AIM OF THE TASK –
From the passage below on New Zealand's housing market, reproduce word for word the section that begins with "It’s a change" and ends after "seen in 2021.".

SUPPLIED PASSAGE –
------------------------------------
PHOTO: NZ housing market. FILE
New Zealand’s home sales and prices are tumbling, providing a glimpse of what may unfold elsewhere.
New Zealand’s housing market has abruptly snapped from frenzied to floundering — and it may be a harbinger of what’s to come around the world.
Sales are plunging by double digits. Prices just fell the most in 13 years. And homes that would have previously sold in days are now sitting on the market for weeks.
It’s a change real estate consultant Alison Hawkes has watched first-hand. Just a few months ago, houses were selling for record prices as New Zealanders scrambled to buy property. Now, she spends much of her time managing the expectations of sellers, who are having trouble comprehending that they’re not going to find a buyer at the high prices seen in 2021.
“We have to tell vendors that the market has changed quite dramatically and quite quickly. It’s not always easy,” said Hawkes, who works for realtor Harcourts in Porirua, a city of around 56,000 people just north of the country’s capital, Wellington. “There are a lot of tears. A few months ago they were tears of happiness, now they’re tears when they realize their family home isn’t worth what they thought it was.”
New Zealand, a country of 5 million people in the South Pacific, was at the forefront of the pandemic property boom that saw prices around the globe soar, fueled by rock-bottom mortgage rates and government stimulus. Annual price gains in the nation were close to 30% in 2021, leading Bloomberg Economics to last month rank it as the world’s bubbliest real estate market.
In addition to low borrowing costs, New Zealand’s house-price growth was driven by a shortage of homes, a surge in immigration, and the upward trend in prices over the past decade, which cemented the perception that property investment is a safe bet.
------------------------------------
RECORD EXCERPTS –
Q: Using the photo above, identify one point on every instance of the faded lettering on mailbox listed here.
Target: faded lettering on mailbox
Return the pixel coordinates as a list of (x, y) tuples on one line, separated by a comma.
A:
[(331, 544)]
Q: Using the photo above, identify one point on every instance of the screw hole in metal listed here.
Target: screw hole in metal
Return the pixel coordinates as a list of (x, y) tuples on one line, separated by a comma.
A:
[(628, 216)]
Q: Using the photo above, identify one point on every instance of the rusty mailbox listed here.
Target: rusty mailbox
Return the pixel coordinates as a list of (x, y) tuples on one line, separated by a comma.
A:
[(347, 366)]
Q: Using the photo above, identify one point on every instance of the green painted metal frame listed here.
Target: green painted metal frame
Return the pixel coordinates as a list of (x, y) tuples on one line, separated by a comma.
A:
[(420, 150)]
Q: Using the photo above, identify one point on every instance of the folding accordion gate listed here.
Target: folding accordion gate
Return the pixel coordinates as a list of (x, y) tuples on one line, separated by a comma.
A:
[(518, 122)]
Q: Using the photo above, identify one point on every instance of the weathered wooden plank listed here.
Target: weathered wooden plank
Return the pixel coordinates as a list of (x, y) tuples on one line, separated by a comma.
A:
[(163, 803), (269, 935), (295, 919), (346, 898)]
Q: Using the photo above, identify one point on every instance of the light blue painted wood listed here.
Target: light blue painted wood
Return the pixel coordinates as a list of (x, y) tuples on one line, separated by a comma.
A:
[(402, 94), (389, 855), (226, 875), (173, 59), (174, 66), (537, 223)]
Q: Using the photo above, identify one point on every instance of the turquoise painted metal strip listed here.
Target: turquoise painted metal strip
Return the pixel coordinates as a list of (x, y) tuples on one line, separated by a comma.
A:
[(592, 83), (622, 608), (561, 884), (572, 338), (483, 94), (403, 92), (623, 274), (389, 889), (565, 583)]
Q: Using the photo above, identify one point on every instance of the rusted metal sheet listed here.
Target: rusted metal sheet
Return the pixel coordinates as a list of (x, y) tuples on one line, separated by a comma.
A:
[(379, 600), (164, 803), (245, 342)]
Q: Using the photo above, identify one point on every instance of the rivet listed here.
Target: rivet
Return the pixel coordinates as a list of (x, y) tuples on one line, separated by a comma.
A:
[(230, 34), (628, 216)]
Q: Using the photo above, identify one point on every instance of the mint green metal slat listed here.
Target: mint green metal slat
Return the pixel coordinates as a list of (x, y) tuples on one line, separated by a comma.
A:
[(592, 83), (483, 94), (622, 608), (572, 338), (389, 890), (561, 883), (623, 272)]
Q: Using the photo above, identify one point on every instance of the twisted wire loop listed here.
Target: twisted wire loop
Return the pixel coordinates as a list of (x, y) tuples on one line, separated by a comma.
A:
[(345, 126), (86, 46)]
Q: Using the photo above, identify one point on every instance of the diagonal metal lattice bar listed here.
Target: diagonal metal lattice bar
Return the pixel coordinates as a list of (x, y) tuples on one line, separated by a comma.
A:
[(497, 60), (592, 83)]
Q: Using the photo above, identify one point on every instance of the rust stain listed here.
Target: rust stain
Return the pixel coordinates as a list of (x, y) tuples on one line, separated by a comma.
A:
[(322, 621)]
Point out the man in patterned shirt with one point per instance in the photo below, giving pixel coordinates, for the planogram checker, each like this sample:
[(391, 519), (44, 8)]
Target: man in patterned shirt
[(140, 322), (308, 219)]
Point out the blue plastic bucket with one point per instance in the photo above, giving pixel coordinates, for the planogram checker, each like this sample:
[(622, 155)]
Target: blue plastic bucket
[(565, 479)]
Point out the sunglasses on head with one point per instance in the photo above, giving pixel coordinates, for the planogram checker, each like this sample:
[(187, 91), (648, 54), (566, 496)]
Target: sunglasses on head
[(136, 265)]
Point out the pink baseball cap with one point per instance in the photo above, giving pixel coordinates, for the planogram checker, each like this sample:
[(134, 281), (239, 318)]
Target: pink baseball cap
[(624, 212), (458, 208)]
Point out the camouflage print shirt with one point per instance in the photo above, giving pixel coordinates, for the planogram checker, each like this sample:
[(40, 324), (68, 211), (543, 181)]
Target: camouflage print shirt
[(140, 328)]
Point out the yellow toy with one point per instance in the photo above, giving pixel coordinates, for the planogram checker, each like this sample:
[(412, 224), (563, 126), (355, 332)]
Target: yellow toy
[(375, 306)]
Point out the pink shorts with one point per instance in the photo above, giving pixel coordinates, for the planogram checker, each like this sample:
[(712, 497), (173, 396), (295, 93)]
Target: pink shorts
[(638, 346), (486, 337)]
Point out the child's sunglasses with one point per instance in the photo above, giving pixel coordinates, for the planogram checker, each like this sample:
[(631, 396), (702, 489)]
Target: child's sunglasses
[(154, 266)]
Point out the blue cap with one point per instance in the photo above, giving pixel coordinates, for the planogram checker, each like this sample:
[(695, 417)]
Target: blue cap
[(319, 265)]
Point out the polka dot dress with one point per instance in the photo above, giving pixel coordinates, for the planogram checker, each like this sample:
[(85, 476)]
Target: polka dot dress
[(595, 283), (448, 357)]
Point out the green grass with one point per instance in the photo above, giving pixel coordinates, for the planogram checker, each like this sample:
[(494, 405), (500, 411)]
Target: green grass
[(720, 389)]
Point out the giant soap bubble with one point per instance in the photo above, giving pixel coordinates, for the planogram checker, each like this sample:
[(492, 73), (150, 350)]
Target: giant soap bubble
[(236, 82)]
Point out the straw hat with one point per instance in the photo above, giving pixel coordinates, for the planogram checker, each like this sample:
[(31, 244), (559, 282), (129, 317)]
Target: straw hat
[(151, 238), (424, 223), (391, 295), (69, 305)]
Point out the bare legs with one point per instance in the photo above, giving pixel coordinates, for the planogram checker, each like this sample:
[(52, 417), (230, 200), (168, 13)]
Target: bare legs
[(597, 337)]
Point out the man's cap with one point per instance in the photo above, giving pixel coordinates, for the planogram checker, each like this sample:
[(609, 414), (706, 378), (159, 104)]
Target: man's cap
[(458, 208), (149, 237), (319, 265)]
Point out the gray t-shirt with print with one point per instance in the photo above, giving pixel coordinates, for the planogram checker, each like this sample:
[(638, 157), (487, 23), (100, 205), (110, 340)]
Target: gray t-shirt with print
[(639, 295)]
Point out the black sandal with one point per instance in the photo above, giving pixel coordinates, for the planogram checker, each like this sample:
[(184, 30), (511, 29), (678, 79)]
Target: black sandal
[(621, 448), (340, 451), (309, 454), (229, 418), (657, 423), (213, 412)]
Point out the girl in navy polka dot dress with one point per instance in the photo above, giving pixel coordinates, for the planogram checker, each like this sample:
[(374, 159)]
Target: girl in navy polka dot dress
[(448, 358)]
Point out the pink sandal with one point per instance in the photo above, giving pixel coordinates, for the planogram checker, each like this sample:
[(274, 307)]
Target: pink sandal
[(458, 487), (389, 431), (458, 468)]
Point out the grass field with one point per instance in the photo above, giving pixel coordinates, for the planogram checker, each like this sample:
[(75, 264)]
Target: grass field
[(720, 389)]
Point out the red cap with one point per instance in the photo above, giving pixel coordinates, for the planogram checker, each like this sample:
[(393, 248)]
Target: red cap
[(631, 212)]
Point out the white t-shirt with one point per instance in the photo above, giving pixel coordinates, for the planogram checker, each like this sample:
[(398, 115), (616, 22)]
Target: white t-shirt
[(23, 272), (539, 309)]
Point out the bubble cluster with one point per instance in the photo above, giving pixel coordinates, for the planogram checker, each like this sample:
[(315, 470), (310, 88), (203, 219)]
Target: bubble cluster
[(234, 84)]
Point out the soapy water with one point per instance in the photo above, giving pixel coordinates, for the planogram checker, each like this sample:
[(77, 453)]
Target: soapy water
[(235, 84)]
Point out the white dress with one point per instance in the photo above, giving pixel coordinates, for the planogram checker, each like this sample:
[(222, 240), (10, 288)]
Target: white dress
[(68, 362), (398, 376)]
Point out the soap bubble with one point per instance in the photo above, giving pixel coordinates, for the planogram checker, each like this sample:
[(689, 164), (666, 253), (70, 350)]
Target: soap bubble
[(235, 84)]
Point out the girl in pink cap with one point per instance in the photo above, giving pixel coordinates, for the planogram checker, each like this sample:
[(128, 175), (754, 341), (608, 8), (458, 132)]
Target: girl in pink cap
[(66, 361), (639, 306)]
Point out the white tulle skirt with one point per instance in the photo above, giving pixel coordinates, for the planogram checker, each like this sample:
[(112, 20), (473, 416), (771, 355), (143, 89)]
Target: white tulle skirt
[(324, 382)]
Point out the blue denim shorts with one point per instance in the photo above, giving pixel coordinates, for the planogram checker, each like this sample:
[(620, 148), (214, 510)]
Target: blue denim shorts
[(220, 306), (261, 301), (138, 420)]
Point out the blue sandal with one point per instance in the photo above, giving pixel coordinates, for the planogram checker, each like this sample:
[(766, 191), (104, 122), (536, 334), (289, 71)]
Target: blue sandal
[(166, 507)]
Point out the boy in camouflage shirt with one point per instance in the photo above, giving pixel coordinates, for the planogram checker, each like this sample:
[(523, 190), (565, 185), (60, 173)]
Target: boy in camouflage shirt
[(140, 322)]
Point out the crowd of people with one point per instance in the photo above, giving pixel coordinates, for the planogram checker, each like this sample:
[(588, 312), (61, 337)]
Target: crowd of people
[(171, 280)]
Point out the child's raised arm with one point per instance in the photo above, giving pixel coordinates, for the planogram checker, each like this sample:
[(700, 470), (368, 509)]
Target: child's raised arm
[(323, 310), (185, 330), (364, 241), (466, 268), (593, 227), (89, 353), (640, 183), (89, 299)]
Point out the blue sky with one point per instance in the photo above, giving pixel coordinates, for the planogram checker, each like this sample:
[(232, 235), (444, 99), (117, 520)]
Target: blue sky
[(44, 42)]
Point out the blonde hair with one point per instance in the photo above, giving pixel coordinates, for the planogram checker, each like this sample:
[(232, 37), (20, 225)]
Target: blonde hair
------------------------------------
RESPONSE TO THIS EXERCISE –
It’s a change real estate consultant Alison Hawkes has watched first-hand. Just a few months ago, houses were selling for record prices as New Zealanders scrambled to buy property. Now, she spends much of her time managing the expectations of sellers, who are having trouble comprehending that they’re not going to find a buyer at the high prices seen in 2021.